Source text:
──────────────────────────────

Skip to content

Fine-Tuning LLMs with LoRA and QLoRA — Parameter-Efficient Training Guide

DodaTech Updated 2026-06-22 5 min read

Parameter-efficient fine-tuning (PEFT) with LoRA and QLoRA lets you adapt large language models on consumer hardware by training only a small fraction of parameters — this guide walks through both techniques end to end.

What You'll Learn

You'll learn the theory behind low-rank adaptation, how to implement LoRA fine-tuning with Hugging Face PEFT, and how QLoRA enables 4-bit quantization for fine-tuning on a single GPU.

Why It Matters

Full fine-tuning of a 7B parameter model requires over 60 GB of VRAM. LoRA reduces this to under 16 GB, and QLoRA further drops it to under 10 GB, making fine-tuning accessible to developers without enterprise GPU clusters.

Real-World Use

Doda Browser's code completion feature uses a LoRA-fine-tuned CodeLlama model that suggests idiomatic Python completions based on the project's existing code patterns — trained in under 4 hours on a single RTX 4090.

Fine-Tuning Landscape

flowchart TD
    A[Base LLM] --> B{Method}
    B --> C[Full Fine-Tune]
    B --> D[LoRA]
    B --> E[QLoRA]
    C --> F[All params updated]
    C --> G[High VRAM]
    D --> H[Rank decomposition]
    D --> I[Medium VRAM]
    E --> J[4-bit NF4 + LoRA]
    E --> K[Lowest VRAM]

What Is LoRA?

Low-Rank Adaptation (LoRA) freezes the pretrained weights and injects trainable low-rank matrices into attention layers, reducing trainable parameters by 10,000x.

from peft import LoraConfig, get_peft_model
from transformers import AutoModelForCausalLM, AutoTokenizer
import torch

model_name = "microsoft/phi-2"
model = AutoModelForCausalLM.from_pretrained(
    model_name,
    torch_dtype=torch.float16,
    device_map="auto"
)
tokenizer = AutoTokenizer.from_pretrained(model_name)
tokenizer.pad_token = tokenizer.eos_token

# Configure LoRA
lora_config = LoraConfig(
    r=8,
    lora_alpha=32,
    target_modules=["q_proj", "v_proj"],
    lora_dropout=0.05,
    bias="none",
    task_type="CAUSAL_LM"

──────────────────────────────

Supplied material:
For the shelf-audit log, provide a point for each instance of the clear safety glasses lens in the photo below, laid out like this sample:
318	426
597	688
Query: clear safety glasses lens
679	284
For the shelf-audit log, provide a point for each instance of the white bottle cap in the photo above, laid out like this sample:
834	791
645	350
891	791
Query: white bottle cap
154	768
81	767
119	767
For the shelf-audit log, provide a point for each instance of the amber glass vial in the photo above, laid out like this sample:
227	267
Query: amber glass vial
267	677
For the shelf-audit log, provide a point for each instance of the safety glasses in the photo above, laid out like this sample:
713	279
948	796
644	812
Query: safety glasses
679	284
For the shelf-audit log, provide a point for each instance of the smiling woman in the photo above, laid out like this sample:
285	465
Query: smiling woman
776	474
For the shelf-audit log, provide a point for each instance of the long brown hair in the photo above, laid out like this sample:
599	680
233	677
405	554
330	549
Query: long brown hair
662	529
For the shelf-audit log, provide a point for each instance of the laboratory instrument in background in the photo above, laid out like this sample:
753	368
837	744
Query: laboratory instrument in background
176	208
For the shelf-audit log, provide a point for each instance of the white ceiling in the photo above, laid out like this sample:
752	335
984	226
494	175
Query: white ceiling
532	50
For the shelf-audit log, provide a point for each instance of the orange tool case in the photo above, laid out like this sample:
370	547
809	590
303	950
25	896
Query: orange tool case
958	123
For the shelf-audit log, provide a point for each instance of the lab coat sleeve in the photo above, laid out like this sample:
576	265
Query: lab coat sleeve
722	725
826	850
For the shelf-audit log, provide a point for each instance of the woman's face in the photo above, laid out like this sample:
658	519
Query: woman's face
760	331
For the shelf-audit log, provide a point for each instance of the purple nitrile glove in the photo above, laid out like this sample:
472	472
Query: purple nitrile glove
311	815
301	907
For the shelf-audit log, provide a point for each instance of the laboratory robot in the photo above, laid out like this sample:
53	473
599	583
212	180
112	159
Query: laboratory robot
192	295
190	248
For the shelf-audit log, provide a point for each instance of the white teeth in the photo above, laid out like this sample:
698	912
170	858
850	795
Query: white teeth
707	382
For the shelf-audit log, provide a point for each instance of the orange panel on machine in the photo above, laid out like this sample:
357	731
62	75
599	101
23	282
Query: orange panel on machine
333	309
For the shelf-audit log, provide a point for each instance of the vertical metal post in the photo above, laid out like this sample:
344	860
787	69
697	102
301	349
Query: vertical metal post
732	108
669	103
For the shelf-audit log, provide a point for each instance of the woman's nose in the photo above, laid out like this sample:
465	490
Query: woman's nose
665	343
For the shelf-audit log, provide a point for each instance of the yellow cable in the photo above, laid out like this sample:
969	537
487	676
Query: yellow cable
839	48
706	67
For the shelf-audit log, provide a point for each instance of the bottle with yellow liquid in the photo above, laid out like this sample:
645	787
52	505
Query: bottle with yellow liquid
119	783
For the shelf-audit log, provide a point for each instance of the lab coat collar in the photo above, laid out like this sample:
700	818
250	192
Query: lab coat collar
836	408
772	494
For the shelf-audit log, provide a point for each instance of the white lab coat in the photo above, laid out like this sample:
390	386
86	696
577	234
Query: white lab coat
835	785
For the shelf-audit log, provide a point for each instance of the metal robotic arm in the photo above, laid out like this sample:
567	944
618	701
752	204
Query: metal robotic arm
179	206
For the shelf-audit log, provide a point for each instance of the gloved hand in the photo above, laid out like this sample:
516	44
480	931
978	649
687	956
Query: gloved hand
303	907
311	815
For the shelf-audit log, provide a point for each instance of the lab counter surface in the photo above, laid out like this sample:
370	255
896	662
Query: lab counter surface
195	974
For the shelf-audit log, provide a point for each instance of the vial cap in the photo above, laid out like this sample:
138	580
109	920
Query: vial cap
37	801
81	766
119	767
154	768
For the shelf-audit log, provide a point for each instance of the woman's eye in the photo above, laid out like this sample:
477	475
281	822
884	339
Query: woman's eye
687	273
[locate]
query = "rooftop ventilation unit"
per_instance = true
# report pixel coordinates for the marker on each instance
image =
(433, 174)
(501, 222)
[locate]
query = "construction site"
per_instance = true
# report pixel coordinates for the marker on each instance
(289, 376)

──────────────────────────────

What to work on:
1. Translate this sentence from the LoRA fine-tuning guide into French: "Low-Rank Adaptation (LoRA) freezes the pretrained weights and injects trainable low-rank matrices into attention layers, reducing trainable parameters by 10,000x."
2. In the LoRA fine-tuning guide, which names do the import statements in the code bring in? Give each with the package it comes from.
3. Proceed with the LoRA fine-tuning guide from the point at which it stops.
The listing was drawn from a separate source and is unrelated to the fine-tuning guide.

Replies:
1. L'adaptation de rang faible (LoRA) gèle les poids préentraînés et injecte des matrices entraînables de rang faible dans les couches d'attention, ce qui réduit le nombre de paramètres entraînables d'un facteur 10 000.

2.
- LoraConfig (from peft)
- get_peft_model (from peft)
- AutoModelForCausalLM (from transformers)
- AutoTokenizer (from transformers)
- torch

3.
)

model = get_peft_model(model, lora_config)

# Count parameters
total = sum(p.numel() for p in model.parameters())
trainable = sum(
    p.numel() for p in model.parameters() if p.requires_grad
)
print(f"Total params: {total:,}")
print(f"Trainable params: {trainable:,}")
print(f"Trainable: {100 * trainable / total:.4f}%")

Expected output:

Total params: 2,789,109,760
Trainable params: 524,288
Trainable: 0.0188%

Preparing Training Data

Format your dataset as instruction-response pairs for supervised fine-tuning.

from datasets import Dataset

train_data = [
    {"instruction": "Write a Python function to check if a number is prime.",
     "response": "def is_prime(n):\n    if n < 2: return False\n    for i in range(2, int(n**0.5) + 1):\n        if n % i == 0: return False\n    return True"},
    {"instruction": "Explain what a decorator does in Python.",
     "response": "A decorator is a function that takes another function and extends its behavior without explicitly modifying it."}
]

def format_example(example):
    return {
        "text": f"### Instruction:\n{example['instruction']}\n\n### Response:\n{example['response']}{tokenizer.eos_token}"
    }

dataset = Dataset.from_list(train_data)
dataset = dataset.map(format_example)
print(f"Dataset size: {len(dataset)}")
print(f"Example:\n{dataset[0]['text'][:200]}...")

Expected output:

Dataset size: 2
Example:
### Instruction:
Write a Python function to check if a number is prime.

### Response:
def is_prime(n):
    if n < 2: return False
    for i in range(2, int(n**0.5) + 1):
        if n % i == 0: return False
    return True<EOS>...

Training with LoRA

Use the Hugging Face Trainer for fine-tuning.

from transformers import TrainingArguments, Trainer, DataCollatorForSeq2Seq

training_args = TrainingArguments(
    output_dir="./phi2-lora",
    per_device_train_batch_size=4,
    gradient_accumulation_steps=4,
    num_train_epochs=3,
    learning_rate=2e-4,
    fp16=True,
    logging_steps=10,
    save_strategy="epoch",
    report_to="none",
)

trainer = Trainer(
    model=model,
    args=training_args,
    train_dataset=dataset,
    data_collator=DataCollatorForSeq2Seq(
        tokenizer, pad_to_multiple_of=8
    ),
)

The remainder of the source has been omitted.